Word for word, set down the records and skip each picture.

%%

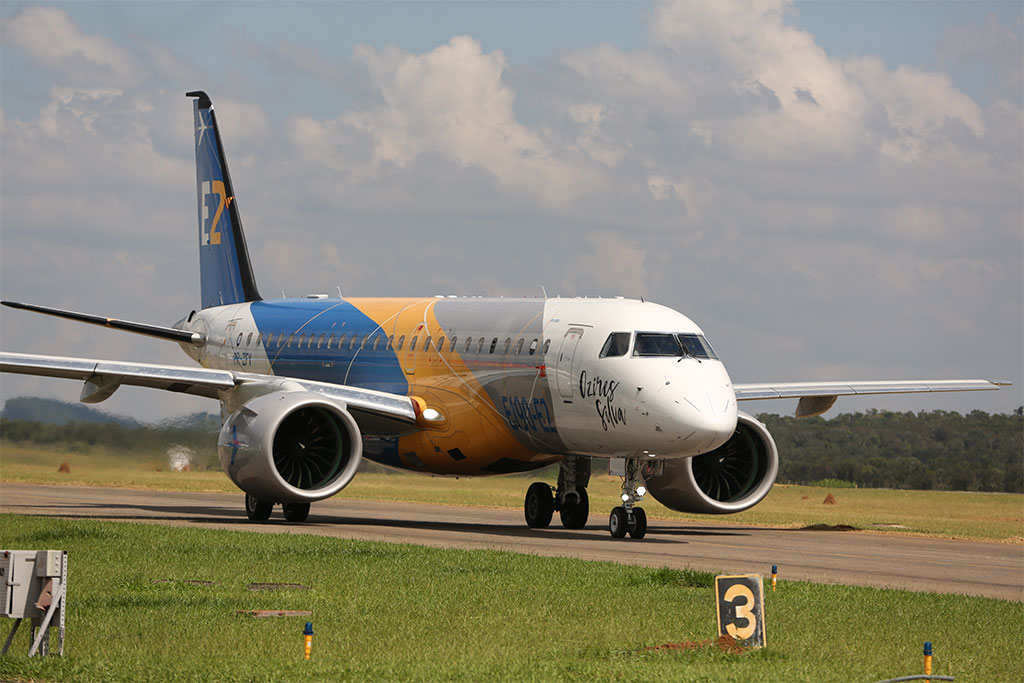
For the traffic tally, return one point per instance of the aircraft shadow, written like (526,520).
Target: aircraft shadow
(235,516)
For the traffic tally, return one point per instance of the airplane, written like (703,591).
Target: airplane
(446,385)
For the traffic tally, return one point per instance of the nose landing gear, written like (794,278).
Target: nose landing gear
(628,518)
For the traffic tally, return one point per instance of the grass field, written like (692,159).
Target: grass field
(950,514)
(386,611)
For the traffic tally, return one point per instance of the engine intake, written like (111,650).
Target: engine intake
(731,478)
(290,446)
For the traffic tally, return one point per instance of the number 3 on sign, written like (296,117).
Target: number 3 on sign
(740,608)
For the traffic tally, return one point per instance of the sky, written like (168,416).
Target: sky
(832,190)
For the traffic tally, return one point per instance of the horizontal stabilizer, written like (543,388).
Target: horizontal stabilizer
(160,332)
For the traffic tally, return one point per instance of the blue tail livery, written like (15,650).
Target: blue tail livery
(225,272)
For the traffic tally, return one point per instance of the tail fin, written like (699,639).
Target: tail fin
(225,272)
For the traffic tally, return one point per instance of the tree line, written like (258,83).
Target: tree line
(937,450)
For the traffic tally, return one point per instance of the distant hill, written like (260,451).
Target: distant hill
(52,412)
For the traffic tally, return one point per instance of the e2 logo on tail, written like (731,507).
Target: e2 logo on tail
(212,188)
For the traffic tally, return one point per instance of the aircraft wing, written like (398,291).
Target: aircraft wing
(816,397)
(377,413)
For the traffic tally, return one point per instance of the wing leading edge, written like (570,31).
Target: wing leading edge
(816,397)
(377,413)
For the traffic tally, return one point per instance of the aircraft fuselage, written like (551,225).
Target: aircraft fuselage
(521,382)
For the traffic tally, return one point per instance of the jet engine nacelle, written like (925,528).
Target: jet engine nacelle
(731,478)
(290,446)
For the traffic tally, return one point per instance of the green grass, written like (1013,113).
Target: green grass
(386,611)
(949,514)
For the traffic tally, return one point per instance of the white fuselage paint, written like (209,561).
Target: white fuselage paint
(613,407)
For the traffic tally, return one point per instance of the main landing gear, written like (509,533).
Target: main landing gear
(627,518)
(258,510)
(569,499)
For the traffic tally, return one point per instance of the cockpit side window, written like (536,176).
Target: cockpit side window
(696,346)
(616,344)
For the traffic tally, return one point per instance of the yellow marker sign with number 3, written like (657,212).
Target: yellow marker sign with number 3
(740,608)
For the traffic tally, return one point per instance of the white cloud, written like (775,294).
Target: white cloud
(49,37)
(451,102)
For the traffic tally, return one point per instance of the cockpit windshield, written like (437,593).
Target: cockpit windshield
(672,344)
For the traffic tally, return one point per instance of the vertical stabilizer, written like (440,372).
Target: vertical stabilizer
(225,273)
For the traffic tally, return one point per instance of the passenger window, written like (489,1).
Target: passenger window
(616,344)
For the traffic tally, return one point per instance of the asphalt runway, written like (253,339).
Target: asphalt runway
(988,569)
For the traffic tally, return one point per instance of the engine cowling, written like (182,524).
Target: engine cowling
(290,446)
(731,478)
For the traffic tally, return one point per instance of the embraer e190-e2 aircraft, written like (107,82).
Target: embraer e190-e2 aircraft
(453,385)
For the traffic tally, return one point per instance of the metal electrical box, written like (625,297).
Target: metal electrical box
(33,585)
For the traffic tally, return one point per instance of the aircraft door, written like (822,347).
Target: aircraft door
(420,335)
(565,355)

%%

_ANSWER FOR THE TASK:_
For the traffic tally, return one point per instance of the aircraft shadow, written like (526,520).
Target: aircraft shadow
(235,516)
For the traffic tally, return one point per instance of the airplane, written like (703,591).
Target: airplane
(446,385)
For the traffic tally, return one point per instance of the nose landing gear, written like (794,278).
Target: nose landing gear
(628,518)
For the traffic tally, return one point per instance of the grass field, written like (692,159).
Target: grass field
(950,514)
(386,611)
For the traffic tally, return one point per instance of the engine intake, written like (111,650).
Target: engine intake
(731,478)
(290,446)
For the traffic tally, return one point per instance of the number 3 on sign, written like (296,117).
Target: number 3 on sign
(740,608)
For the traffic tally, return one point per instance of the sky, written like (168,416).
Target: sky
(832,190)
For the traffic tally, return one point per instance of the horizontal stabilizer, written like (543,388).
Target: horizontal stabilizer
(160,332)
For the traffic tally, return one point per instance of the blue tail livery, written like (15,650).
Target: blue tail livery
(225,272)
For the traffic tally, return one point per instance of the tail fin, written like (699,639).
Target: tail fin
(225,272)
For the traffic tally, return one point per instance of the tree line, written like (258,83).
Target: tree line
(937,450)
For the traffic tally, return one point per instance of the distant hill, written like (260,451).
Target: distant hill
(52,412)
For the traffic tally, return one point per instance of the e2 logo on tail, written like (731,507).
Target: e2 logo on tail
(212,188)
For the traffic tally, return one point per instance of the aircraft wing, written like (398,291).
Target: aircraft wing
(816,397)
(377,413)
For the traffic tally, return one point per instance of the wing leading edge, written like (570,31).
Target: wing leading edge
(816,397)
(377,413)
For the traffic tally, return one point per instance of the aircraft fuselage, written like (551,225).
Target: aircraft fuselage
(521,382)
For the traffic tally, return one point per instance of the jet engine nacelle, written like (925,528).
Target: jet engine nacelle
(731,478)
(290,446)
For the traffic tally, return one point per instance of the green grass, written like (1013,113).
Target: green grass
(386,611)
(949,514)
For the traffic tally, return one point per instance of the white fuselage paint, written like (209,561).
Target: white fuselage paint
(613,407)
For the traffic tally, return one point per instance of the main landing gear, written like (509,533).
Target: main landing gear
(627,518)
(258,510)
(569,499)
For the traffic tally, return one point per instance of the cockpit side window, written like (536,176).
Target: cockpit side window
(696,346)
(616,344)
For the traffic tally, return one point per instance of the yellow marker sign with number 3, written like (657,212).
Target: yellow marker sign with number 3
(740,608)
For the traffic tally, return one point per instance of the white cloud, written like (775,294).
Target: white cloud
(49,37)
(451,102)
For the traffic tally, return one point per instance of the cockpit windshield, written like (437,593).
Target: cockpit windshield
(672,344)
For the traffic tally, return one point per instance of the vertical stabilizer, written like (440,372).
Target: vertical stabilizer
(225,273)
For the traffic tally, return one point per instance of the passenger window, written like (489,1).
Target: passenger window
(616,344)
For the traffic tally, return one point per instance of the asphalt runway, written like (253,339).
Target: asphalt runway
(988,569)
For the traffic tally, return one point per instance of the engine cowling, written like (182,524).
Target: engine cowling
(290,446)
(731,478)
For the traffic tally, return one point per instance of the embraer e190-e2 aircraft, written like (107,82).
Target: embraer e190-e2 aircraft
(453,385)
For the traffic tally, return one point per instance of the metal electrical box, written like (625,297).
Target: metal electrical box
(33,585)
For the traffic tally, return one point per instance of the aircraft door, written like (822,347).
Target: aircraft door
(420,335)
(565,355)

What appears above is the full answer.